(Stored entries)
══════════
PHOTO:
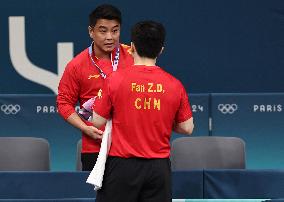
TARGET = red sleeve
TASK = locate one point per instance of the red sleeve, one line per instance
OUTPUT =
(103, 104)
(68, 91)
(184, 112)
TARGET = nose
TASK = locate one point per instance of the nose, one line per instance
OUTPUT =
(109, 36)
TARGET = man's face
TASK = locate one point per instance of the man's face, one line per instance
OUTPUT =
(105, 34)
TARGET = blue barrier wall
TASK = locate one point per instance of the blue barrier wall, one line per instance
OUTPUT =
(256, 118)
(212, 46)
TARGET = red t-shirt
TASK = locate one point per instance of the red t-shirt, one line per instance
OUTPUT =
(144, 102)
(81, 81)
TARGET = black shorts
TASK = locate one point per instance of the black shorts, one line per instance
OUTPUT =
(88, 161)
(136, 180)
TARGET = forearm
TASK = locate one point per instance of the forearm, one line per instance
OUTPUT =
(76, 121)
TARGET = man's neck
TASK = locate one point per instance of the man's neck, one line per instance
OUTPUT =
(100, 54)
(144, 61)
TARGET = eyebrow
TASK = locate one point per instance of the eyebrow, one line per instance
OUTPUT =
(104, 27)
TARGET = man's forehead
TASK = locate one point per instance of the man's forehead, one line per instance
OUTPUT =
(101, 23)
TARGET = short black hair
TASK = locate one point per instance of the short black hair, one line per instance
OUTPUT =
(104, 11)
(148, 38)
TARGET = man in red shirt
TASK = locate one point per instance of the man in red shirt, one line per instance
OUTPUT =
(145, 104)
(84, 75)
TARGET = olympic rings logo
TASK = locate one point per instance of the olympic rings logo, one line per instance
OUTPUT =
(10, 109)
(227, 108)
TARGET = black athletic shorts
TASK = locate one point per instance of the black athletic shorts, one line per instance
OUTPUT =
(136, 180)
(88, 161)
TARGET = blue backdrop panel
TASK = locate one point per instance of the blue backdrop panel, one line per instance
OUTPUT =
(36, 116)
(187, 185)
(256, 118)
(200, 108)
(244, 184)
(210, 45)
(45, 185)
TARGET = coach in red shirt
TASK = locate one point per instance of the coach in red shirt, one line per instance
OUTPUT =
(145, 104)
(84, 76)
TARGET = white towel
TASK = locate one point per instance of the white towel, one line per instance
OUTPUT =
(96, 176)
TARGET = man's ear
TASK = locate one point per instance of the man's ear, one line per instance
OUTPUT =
(90, 29)
(162, 49)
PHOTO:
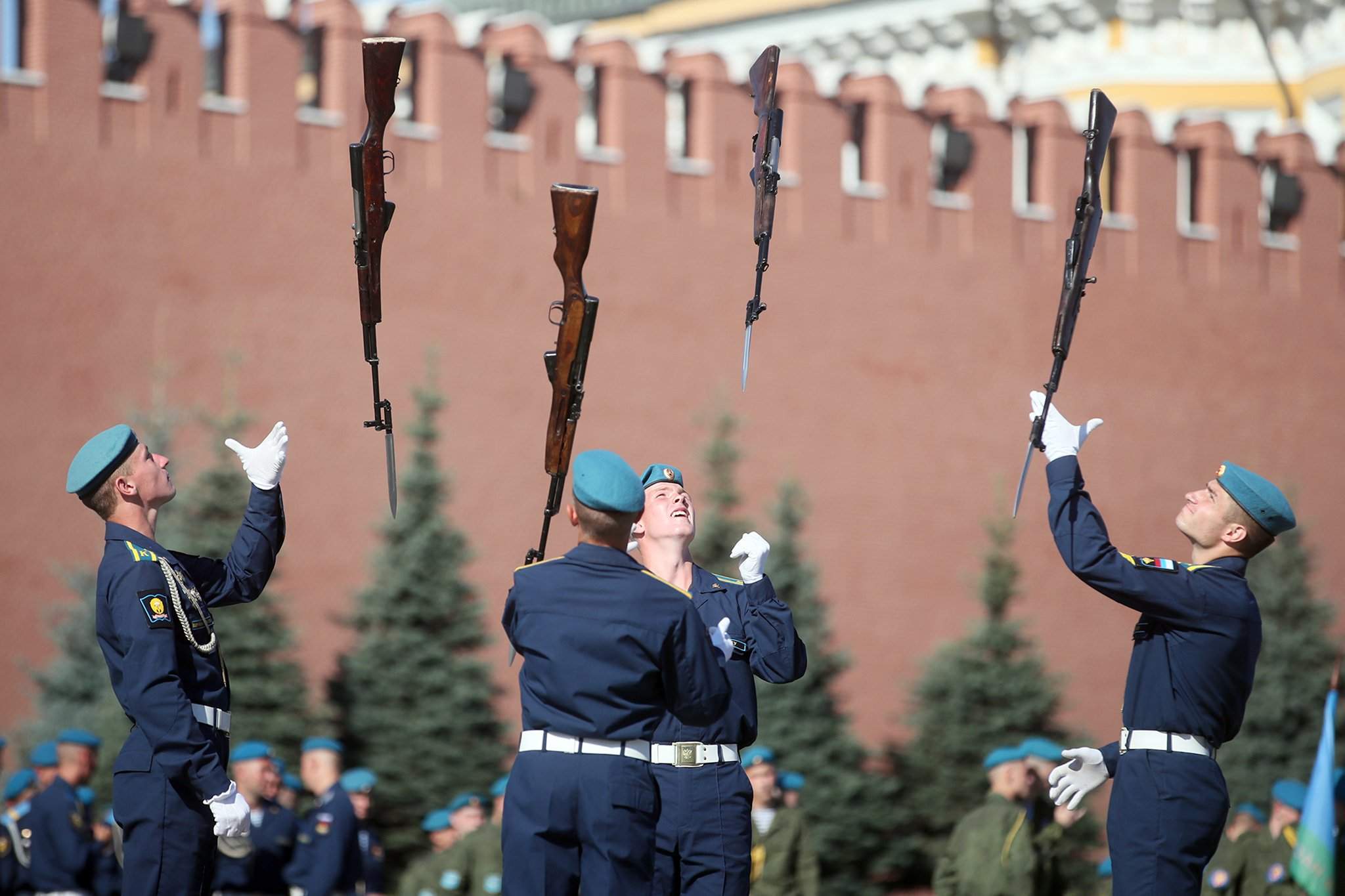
══════════
▸ INSTRUCTION: How many lines of the records contain the string "eyebrow"? Case matters; reply with the number alone.

▸ EXERCISE RESPONSE: 2